STUDY QUESTIONS —
1. From the article on herbivore populations and rising temperatures, copy verbatim the part that opens with the words containing "Herbivore populations will" and closes with "evolutionary biology department.".
2. Pick up the article on warming and herbivore decline at the point where it stops, and write what follows.

From the University of Toronto, where they can’t even choose an appropriate photo and caption to go with the story headline (yes, that’s it at right). The jump of logic going on here requires some sort of warp drive I think. Of course there’s that mighty big “if” qualifier used, so feel free to ignore this press release.
Herbivore populations will go down as temperatures go up, U of T study says
As climate change causes temperatures to rise, the number of herbivores will decrease, affecting the human food supply, according to new research from the University of Toronto.
In a paper being published this month in American Naturalist, a team of ecologists describe how differences in the general responses of plants and herbivores to temperature change produces predictable declines in herbivore populations. This decrease occurs because herbivores grow more quickly at high temperatures than plants do, and as a result the herbivores run out of food.
“If warmer temperatures decrease zooplankton in the ocean, as predicted by our study, this will ultimately lead to less food for fish and less seafood for humans,” says co-author Benjamin Gilbert of U of T’s ecology and evolutionary biology department.

MATERIAL SHOWN —
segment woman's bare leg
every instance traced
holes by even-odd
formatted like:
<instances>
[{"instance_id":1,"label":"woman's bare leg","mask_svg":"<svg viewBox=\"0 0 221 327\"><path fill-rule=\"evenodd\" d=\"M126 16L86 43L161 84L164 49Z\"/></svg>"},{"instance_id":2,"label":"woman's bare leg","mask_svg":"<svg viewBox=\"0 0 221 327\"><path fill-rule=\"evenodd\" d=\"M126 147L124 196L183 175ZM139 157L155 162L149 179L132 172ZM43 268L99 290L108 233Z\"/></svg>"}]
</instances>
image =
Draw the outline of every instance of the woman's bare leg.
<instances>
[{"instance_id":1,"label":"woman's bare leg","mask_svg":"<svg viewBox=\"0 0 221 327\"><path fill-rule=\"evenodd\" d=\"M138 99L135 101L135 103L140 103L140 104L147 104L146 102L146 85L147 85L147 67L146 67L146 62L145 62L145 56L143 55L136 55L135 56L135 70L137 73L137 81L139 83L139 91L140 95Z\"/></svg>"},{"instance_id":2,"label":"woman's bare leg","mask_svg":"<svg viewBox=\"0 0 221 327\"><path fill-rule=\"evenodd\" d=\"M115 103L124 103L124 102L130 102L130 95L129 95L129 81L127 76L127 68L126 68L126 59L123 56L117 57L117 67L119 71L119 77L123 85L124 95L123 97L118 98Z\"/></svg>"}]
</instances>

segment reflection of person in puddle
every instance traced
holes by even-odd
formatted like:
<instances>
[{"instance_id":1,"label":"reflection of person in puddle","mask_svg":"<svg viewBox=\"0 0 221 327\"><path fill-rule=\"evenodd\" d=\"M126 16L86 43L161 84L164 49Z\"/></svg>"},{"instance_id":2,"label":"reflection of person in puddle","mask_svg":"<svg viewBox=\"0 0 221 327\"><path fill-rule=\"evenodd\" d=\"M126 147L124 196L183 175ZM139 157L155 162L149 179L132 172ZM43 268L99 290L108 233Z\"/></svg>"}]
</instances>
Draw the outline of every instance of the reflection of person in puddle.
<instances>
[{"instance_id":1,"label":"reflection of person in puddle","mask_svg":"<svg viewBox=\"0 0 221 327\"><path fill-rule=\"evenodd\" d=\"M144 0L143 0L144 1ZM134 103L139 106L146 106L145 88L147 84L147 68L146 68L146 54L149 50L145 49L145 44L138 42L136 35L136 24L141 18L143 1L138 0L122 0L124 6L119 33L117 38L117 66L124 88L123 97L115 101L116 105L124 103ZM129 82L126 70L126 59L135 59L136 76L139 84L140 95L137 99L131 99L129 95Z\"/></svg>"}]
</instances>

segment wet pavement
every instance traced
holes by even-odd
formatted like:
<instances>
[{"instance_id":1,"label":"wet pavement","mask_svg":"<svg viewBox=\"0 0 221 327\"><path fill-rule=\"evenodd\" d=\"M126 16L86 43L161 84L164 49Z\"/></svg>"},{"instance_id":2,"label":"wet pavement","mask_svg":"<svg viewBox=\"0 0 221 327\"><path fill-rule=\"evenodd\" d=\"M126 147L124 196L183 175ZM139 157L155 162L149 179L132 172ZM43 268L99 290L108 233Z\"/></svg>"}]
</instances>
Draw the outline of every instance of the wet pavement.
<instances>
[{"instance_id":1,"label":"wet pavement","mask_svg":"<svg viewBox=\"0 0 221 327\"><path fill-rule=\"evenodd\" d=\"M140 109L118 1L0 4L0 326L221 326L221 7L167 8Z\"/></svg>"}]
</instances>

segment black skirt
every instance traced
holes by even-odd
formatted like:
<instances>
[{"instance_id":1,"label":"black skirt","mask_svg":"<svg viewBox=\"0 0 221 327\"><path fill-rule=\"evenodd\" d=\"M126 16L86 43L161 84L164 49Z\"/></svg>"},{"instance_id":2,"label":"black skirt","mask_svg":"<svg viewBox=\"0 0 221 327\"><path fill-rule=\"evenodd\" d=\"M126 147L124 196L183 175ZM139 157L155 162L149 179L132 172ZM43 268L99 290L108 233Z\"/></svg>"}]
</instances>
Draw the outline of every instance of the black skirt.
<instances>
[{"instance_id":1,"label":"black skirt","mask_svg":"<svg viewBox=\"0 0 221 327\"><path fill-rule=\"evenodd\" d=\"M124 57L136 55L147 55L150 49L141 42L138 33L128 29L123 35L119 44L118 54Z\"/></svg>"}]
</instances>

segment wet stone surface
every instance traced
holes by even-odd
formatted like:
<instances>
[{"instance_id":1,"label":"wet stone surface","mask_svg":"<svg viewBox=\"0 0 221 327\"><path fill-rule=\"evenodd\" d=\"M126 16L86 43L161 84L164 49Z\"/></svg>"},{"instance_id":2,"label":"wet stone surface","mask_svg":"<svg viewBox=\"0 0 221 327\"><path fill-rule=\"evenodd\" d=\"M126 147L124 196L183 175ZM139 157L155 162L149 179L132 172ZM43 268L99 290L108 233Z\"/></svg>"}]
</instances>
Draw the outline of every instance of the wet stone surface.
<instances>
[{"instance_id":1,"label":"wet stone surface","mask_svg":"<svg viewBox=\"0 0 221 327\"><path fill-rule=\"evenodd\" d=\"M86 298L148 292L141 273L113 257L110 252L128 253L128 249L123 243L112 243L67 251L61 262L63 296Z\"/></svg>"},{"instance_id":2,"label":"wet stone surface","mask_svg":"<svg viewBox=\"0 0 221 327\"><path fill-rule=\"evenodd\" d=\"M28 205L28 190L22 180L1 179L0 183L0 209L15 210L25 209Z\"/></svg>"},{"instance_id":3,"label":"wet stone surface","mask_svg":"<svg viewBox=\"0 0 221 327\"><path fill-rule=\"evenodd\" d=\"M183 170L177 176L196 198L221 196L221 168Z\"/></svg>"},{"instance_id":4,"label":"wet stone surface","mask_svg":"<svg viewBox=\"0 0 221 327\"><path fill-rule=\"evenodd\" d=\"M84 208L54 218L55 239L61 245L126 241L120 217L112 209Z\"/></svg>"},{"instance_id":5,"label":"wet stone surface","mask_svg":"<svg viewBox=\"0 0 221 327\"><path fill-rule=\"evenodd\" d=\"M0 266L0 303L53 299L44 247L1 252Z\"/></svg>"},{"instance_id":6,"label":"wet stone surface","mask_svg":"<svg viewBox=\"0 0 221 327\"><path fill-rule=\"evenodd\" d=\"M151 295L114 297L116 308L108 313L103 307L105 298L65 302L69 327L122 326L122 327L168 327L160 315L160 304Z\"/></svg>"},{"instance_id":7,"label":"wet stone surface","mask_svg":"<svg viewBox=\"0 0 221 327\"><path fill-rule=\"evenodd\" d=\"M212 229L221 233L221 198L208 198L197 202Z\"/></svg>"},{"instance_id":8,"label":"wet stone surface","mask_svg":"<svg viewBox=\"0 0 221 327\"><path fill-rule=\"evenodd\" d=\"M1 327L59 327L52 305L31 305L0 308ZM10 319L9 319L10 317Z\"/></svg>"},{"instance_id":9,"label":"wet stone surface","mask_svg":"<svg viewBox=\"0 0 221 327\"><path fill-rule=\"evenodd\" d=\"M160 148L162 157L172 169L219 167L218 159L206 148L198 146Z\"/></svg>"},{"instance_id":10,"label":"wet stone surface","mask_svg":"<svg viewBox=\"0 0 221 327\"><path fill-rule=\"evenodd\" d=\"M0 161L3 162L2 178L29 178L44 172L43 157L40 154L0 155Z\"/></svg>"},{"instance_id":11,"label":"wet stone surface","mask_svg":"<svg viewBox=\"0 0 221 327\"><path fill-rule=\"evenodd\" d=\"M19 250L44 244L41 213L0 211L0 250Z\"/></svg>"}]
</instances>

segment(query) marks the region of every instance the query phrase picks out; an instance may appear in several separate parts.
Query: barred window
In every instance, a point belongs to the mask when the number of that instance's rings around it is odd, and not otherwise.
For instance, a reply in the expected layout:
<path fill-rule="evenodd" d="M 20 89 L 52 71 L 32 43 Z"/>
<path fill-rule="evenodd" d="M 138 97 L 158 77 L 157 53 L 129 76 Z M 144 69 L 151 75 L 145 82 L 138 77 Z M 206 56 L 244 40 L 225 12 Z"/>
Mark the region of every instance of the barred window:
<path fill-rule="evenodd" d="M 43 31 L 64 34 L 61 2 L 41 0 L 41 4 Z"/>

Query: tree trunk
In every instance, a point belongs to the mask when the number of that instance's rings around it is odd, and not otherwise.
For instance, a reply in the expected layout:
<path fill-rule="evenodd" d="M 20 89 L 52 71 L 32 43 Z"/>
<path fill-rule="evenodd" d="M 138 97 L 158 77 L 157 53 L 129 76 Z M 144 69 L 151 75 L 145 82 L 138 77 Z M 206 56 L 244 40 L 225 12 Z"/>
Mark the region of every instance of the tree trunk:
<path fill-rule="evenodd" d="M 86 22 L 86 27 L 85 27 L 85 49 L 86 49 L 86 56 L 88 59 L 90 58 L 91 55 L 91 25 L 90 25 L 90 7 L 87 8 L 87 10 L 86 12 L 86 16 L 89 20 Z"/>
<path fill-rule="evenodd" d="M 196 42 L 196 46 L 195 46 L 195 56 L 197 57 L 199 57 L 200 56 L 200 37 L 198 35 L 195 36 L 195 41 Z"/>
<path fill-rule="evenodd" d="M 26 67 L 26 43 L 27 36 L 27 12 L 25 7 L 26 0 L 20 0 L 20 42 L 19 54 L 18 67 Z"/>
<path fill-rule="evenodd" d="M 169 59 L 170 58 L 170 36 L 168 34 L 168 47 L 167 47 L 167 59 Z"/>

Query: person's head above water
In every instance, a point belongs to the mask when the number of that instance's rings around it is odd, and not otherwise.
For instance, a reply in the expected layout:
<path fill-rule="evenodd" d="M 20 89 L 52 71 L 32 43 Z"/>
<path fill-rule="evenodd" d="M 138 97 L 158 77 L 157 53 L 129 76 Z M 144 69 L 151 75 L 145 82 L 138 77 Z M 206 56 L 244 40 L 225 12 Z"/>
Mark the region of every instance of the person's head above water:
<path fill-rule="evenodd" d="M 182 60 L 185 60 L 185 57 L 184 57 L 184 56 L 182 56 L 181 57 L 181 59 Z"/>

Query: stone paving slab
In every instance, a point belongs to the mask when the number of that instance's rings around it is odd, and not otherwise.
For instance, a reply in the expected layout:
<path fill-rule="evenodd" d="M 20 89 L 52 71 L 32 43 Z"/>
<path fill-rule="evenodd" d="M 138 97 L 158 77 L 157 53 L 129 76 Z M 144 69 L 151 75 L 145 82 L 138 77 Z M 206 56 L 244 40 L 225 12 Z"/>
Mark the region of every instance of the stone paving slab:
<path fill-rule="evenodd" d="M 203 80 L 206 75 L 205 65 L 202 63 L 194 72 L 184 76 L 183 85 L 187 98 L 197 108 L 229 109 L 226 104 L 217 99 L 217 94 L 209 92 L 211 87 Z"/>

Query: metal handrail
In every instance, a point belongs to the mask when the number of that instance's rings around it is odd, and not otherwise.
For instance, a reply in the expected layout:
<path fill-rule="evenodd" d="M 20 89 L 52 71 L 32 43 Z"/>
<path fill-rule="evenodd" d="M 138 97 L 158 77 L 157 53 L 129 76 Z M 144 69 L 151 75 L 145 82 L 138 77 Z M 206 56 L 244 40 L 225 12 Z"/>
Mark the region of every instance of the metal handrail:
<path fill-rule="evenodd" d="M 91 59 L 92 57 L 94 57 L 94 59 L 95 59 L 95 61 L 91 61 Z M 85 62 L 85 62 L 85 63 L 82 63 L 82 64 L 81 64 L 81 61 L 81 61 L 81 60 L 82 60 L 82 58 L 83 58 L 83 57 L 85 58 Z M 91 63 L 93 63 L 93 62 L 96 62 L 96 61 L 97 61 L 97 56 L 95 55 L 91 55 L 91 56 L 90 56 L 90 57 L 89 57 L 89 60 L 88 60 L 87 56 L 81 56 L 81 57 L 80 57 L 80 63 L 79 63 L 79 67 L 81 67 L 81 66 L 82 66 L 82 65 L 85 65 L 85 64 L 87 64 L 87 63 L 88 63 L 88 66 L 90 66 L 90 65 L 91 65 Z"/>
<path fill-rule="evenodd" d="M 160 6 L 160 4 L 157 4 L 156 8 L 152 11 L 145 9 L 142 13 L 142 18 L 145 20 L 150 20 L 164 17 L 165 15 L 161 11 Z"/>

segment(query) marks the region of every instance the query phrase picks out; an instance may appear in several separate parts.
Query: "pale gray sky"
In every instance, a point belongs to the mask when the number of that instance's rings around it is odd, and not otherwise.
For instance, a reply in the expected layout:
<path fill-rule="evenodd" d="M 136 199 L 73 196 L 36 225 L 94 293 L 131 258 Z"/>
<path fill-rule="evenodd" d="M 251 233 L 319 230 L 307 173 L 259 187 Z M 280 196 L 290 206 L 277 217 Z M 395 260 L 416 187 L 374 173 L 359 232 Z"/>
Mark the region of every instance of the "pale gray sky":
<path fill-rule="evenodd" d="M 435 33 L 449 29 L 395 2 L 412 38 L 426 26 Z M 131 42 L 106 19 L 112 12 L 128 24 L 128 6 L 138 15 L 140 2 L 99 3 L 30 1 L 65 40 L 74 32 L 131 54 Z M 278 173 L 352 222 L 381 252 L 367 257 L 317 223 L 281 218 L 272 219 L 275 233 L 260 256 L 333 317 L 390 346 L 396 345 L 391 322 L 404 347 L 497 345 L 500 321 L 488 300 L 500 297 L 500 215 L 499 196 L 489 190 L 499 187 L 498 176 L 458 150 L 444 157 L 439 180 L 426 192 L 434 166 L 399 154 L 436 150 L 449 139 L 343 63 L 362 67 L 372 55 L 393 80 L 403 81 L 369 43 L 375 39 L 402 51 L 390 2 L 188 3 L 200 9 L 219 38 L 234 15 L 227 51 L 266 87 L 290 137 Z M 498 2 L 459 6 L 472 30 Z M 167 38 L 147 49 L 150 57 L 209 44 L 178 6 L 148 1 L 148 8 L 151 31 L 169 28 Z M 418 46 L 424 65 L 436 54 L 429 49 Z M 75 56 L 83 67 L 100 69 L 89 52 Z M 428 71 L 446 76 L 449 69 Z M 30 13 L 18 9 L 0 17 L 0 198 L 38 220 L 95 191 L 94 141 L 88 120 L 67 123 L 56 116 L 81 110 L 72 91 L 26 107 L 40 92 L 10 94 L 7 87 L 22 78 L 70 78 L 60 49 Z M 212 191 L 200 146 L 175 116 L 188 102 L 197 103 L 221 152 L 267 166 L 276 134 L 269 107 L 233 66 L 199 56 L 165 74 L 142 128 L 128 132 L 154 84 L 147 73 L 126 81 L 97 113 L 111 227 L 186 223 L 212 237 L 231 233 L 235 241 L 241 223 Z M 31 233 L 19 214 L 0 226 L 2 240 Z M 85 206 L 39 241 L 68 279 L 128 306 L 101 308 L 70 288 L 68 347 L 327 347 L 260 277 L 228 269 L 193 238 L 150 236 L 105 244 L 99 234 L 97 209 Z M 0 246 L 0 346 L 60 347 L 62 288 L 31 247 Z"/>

RESULTS OF THE EXERCISE —
1.
Herbivore populations will go down as temperatures go up, U of T study says
As climate change causes temperatures to rise, the number of herbivores will decrease, affecting the human food supply, according to new research from the University of Toronto.
In a paper being published this month in American Naturalist, a team of ecologists describe how differences in the general responses of plants and herbivores to temperature change produces predictable declines in herbivore populations. This decrease occurs because herbivores grow more quickly at high temperatures than plants do, and as a result the herbivores run out of food.
“If warmer temperatures decrease zooplankton in the ocean, as predicted by our study, this will ultimately lead to less food for fish and less seafood for humans,” says co-author Benjamin Gilbert of U of T’s ecology and evolutionary biology department.

2.
Several studies have shown how the metabolic rates of plants or animals change with temperature. Gilbert and his colleagues incorporated these rates into commonly-used, mathematical models of plants and herbivores to predict how the abundance of each should change with warming. They then compared their predictions to the results from an experimental study in which phytoplankton and zooplankton populations in tanks of water shifted significantly with changes in water temperature.
Gilbert cautions that long-term tests are required. Nevertheless, if their predictions are right, global warming will cause large shifts in food chains with consequences for global food security and species conservation.
The paper entitled “Theoretical predictions for how temperature affects the dynamics of interacting herbivores and plants” was written by co-authors Gilbert and Mary O’Connor with Chris Brown of the University of Queensland.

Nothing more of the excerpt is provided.